Esercizio proposto a
Nell'intervista sulla riforma delle soprintendenze, quante nuove soprintendenze dichiara di aver creato il ministro Franceschini?

Testo di partenza
= = = = =

Repubblica 5.2.16
“Un istituto per salvare la nostra archeologia”
Il
progetto del ministro dei Beni culturali Franceschini per rispondere
alle critiche alla sua riforma: “Sarà sul modello di quello per il
restauro”
intervista di Dario Pappalardo
«A Roma
nascerà un Istituto Centrale dell’Archeologia: l’Ica sarà un luogo di
raccordo delle missioni di scavo italiane e di valorizzazione della
disciplina che ancora mancava nel nostro Paese». Il ministro dei Beni
culturali Dario Franceschini lo annuncia in risposta alle critiche
contro la sua riforma che accorpa le 17 soprintendenze archeologiche con
quelle che tutelano il paesaggio e le belle arti. Negli stessi giorni
in cui gli archeologi protestano e lamentano l’attacco a una professione
già fragile.
Ministro, perché ha cancellato le 17 soprintendenze archeologiche?
«Ne
ho create 41 nuove: 39 uniche più due speciali (Roma e Pompei). Molti
soprintendenti unici saranno archeologi. Ho fatto un’operazione che
punta a rafforzare la tutela. E mi offendo quando sento dire che, al
contrario, l’ho indebolita. Prima un soprintendente doveva occuparsi di
una regione intera. Con la riforma, la Lombardia, per esempio, ha
quattro soprintendenze che controllano un territorio più piccolo. E il
cittadino che chiede di procedere con un intervento su un palazzo deve
fare una sola domanda e aspettare una sola riposta».
Però, con la
riforma della pubblica amministrazione e l’introduzione del silenzio
assenso, i prefetti hanno più potere in materia di tutela ambientale e
paesaggistica… «Il prefetto ha una funzione di coordinamento delle
strutture territoriali dello Stato. Ma non sostituisce il soprintendente
in nessun caso. Tutti i contrasti saranno risolti all’interno del
ministero. In ogni soprintendenza c’è un responsabile per il patrimonio
archeologico, storico e artistico, architettonico, per il paesaggio… Se
prima c’erano 17 soprintendenti, oggi per l’archeologia ci sono 39
responsabili».
Insomma, non crede di avere indebolito le soprintendenze?

= = = = =

Esercizio proposto b
Individua nell'elenco tutte le righe che contengono la parola "plant" e trascrivile, tenendo conto di maiuscole e minuscole.

= = = = =

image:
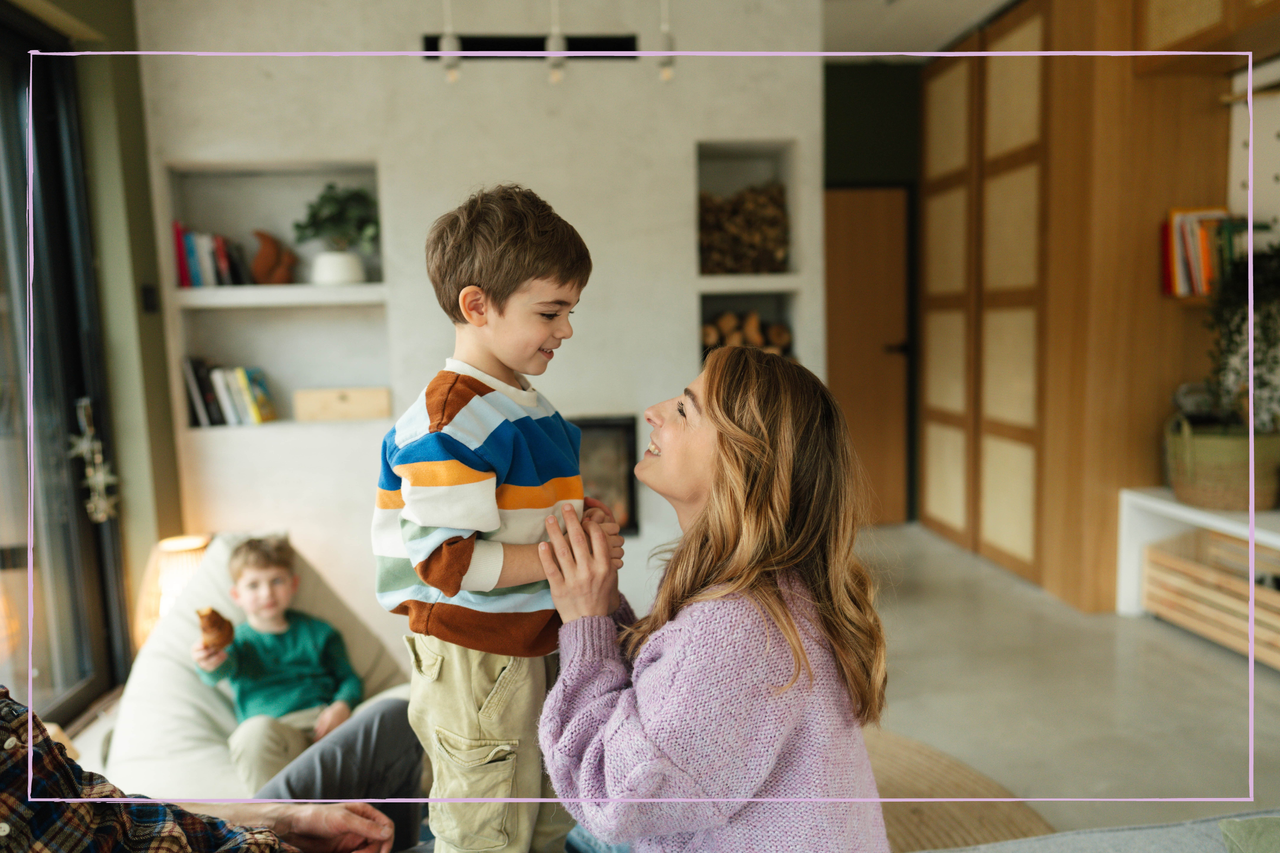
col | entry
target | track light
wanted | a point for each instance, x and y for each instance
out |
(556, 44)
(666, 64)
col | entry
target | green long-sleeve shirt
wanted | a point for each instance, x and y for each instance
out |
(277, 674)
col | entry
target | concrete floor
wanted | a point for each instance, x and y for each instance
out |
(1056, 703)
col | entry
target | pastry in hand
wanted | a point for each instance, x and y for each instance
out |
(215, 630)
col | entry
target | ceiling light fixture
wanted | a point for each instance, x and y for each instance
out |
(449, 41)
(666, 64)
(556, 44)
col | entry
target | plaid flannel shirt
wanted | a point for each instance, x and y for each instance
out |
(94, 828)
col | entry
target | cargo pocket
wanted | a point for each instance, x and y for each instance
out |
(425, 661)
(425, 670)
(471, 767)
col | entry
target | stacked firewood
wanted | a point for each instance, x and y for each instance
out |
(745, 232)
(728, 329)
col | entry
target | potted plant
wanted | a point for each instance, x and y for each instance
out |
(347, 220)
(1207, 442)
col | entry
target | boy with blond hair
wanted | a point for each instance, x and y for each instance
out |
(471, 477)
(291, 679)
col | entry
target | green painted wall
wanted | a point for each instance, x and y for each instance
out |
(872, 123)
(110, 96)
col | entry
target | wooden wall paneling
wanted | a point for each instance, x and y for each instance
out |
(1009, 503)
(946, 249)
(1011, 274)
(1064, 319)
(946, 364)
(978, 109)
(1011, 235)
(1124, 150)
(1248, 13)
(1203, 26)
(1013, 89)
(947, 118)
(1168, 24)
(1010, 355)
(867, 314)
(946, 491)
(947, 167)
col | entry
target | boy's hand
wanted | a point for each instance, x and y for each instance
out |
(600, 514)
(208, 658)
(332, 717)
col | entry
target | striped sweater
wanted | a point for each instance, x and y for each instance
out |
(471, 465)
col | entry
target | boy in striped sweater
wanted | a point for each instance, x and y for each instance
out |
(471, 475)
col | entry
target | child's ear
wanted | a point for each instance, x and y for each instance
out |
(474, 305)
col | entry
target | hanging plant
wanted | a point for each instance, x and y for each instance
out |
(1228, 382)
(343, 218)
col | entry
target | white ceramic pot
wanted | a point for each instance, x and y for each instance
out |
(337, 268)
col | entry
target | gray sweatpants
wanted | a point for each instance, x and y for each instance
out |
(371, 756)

= = = = =

Risposta completa a
Ne ha create 41: 39 uniche più due speciali, Roma e Pompei.

Risposta completa b
target | potted plant
target | hanging plant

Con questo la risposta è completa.